Problem description
In the text on Facebook's Instant Articles, write out everything from "As the report" down to "their own websites." again, substituting "news outlets" for each "publishers".
— start of Selection —
By , October 19th, 2015 | One Comment


To encourage publishers to use Facebook to distribute their content online, Facebook is allowing publishers to “keep all the revenue from certain advertisements,” as reported by The Wall Street Journal. As well, Facebook hopes to bring this content to audiences faster using its newest development, Instant Articles.

Currently, it take approximately 8 seconds for links opened on a mobile device to become visible. To Facebook, that’s too slow. Instant Articles aims to shorten wait time by not rerouting users to another domain. They can stay right on Facebook. Already, the company plans to start hosting content from companies such as BuzzFeed, the New York Times, National Geographic and others.

Despite what may be seen as Facebook’s altruism towards publishers and its users, Tech Times warns that the move “isn’t only for users.”

As the report on Instant Articles continues, “The social media network will likely end up making money through other advertising means because of the fact that users will not be directed to a different site and will instead stay on Facebook.” As well, some publishers are wary of associating themselves too tightly with Facebook via Instant Articles. Already, research cited in the WSJ showed approximately 60 percent of the Big Web publishers get referrals through Facebook. Additionally, if users stay on Facebook exclusively with the implementation of Instant Articles, some publishers might lose referral traffic to their own websites.

For now the revenue-sharing agreement is meant to entice those who might otherwise be skeptical of this new venture. As carefully described in PC Magazine, “If publishers let Facebook host the content, they’ll get to keep all of the revenues from ads… If Facebook takes care of the advertising, then the revenue returns to the 70-30 split (publisher-Facebook).” Beyond lost traffic, hosting content on Facebook might also mean publishers will be unable to obtain important statistics about their readership. Facebook perform the types of analyses and keep much of the data private.
— end of Selection —
— start of Dataset —
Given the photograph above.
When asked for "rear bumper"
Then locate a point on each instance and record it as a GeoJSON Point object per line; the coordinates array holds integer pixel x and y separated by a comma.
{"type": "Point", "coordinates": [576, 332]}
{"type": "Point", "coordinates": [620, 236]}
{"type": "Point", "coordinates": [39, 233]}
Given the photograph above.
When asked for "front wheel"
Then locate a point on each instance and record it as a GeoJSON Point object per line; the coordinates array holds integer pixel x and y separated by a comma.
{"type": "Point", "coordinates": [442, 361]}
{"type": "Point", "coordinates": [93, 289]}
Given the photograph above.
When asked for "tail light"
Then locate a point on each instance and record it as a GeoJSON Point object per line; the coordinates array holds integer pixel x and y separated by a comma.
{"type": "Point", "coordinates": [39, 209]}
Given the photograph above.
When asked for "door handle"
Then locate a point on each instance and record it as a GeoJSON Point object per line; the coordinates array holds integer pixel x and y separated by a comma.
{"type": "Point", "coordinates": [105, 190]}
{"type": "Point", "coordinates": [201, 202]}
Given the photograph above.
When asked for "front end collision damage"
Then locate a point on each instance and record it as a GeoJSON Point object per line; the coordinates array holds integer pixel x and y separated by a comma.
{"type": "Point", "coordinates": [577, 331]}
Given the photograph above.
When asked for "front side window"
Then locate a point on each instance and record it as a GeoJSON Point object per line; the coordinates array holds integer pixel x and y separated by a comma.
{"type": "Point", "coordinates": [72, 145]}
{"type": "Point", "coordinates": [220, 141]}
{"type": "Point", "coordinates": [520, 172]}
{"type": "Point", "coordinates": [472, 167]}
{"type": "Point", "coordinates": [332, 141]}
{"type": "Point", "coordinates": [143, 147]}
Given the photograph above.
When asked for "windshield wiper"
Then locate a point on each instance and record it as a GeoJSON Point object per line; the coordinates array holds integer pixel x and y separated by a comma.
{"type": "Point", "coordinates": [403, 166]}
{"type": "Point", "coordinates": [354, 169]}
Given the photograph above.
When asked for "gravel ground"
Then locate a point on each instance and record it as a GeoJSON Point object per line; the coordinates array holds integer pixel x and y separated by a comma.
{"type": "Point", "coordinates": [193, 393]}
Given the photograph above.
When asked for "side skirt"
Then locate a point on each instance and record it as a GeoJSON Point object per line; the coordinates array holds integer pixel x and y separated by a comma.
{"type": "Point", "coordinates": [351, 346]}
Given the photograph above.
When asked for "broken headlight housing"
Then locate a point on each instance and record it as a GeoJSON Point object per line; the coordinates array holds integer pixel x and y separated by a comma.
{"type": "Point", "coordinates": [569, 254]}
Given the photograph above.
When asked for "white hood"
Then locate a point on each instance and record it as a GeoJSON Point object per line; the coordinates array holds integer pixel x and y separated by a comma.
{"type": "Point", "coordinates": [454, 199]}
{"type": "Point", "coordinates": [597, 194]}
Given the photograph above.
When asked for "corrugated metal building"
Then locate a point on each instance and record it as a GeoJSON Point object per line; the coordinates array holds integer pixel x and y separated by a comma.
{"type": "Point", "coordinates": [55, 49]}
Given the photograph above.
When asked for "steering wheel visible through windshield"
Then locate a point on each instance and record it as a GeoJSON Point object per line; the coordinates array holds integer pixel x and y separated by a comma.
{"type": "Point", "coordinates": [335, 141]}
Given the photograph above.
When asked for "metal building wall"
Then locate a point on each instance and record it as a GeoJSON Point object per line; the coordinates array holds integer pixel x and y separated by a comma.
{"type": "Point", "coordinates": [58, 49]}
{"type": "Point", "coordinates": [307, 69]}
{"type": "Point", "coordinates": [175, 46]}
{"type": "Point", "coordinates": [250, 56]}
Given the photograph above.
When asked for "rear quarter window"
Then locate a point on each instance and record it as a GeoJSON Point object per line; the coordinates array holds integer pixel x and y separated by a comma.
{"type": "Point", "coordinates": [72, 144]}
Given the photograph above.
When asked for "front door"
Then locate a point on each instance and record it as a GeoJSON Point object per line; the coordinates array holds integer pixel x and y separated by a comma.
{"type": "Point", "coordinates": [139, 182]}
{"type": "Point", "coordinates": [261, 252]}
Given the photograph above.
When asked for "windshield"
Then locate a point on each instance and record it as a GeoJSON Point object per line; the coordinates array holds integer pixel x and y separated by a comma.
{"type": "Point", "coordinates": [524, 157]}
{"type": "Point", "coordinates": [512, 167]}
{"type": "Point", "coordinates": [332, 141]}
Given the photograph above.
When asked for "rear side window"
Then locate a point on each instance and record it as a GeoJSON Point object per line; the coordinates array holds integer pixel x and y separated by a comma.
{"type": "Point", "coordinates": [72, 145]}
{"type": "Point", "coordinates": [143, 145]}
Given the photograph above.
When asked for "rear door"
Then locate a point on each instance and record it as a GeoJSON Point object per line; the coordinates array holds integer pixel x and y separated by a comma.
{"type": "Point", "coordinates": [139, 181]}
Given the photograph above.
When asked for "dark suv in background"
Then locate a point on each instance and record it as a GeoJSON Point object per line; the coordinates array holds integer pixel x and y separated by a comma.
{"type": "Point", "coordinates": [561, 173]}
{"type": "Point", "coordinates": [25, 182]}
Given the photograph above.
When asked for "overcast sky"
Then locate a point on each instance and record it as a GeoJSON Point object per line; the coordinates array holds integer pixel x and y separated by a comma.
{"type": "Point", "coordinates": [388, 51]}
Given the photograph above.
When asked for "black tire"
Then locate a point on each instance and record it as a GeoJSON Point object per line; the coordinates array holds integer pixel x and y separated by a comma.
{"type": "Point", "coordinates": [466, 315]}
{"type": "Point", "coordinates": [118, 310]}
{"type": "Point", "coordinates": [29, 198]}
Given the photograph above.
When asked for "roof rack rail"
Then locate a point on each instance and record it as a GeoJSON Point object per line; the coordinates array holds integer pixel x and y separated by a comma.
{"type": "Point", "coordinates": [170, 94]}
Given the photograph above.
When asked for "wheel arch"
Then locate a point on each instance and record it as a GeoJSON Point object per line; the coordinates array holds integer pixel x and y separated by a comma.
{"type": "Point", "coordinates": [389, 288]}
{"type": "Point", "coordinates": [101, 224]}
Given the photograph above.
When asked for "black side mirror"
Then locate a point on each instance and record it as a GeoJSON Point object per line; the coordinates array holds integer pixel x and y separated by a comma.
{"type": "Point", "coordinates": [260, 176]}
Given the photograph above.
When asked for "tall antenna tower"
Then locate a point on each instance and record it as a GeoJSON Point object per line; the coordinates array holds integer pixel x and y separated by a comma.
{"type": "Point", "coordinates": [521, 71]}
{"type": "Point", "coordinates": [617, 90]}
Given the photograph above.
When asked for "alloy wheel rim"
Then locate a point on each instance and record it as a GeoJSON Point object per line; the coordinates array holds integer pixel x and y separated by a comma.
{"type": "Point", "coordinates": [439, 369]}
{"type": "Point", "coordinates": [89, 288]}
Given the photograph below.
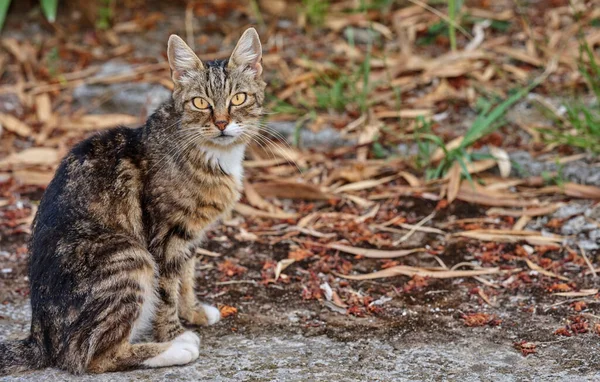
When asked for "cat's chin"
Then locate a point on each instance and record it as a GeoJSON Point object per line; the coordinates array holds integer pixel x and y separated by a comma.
{"type": "Point", "coordinates": [225, 140]}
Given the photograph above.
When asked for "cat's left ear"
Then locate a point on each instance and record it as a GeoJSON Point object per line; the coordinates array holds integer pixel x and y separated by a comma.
{"type": "Point", "coordinates": [182, 58]}
{"type": "Point", "coordinates": [247, 52]}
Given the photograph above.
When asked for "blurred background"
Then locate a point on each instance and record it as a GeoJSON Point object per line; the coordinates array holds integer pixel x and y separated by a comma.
— end of Dataset —
Full response
As the report on Instant Articles continues, “The social media network will likely end up making money through other advertising means because of the fact that users will not be directed to a different site and will instead stay on Facebook.” As well, some news outlets are wary of associating themselves too tightly with Facebook via Instant Articles. Already, research cited in the WSJ showed approximately 60 percent of the Big Web news outlets get referrals through Facebook. Additionally, if users stay on Facebook exclusively with the implementation of Instant Articles, some news outlets might lose referral traffic to their own websites.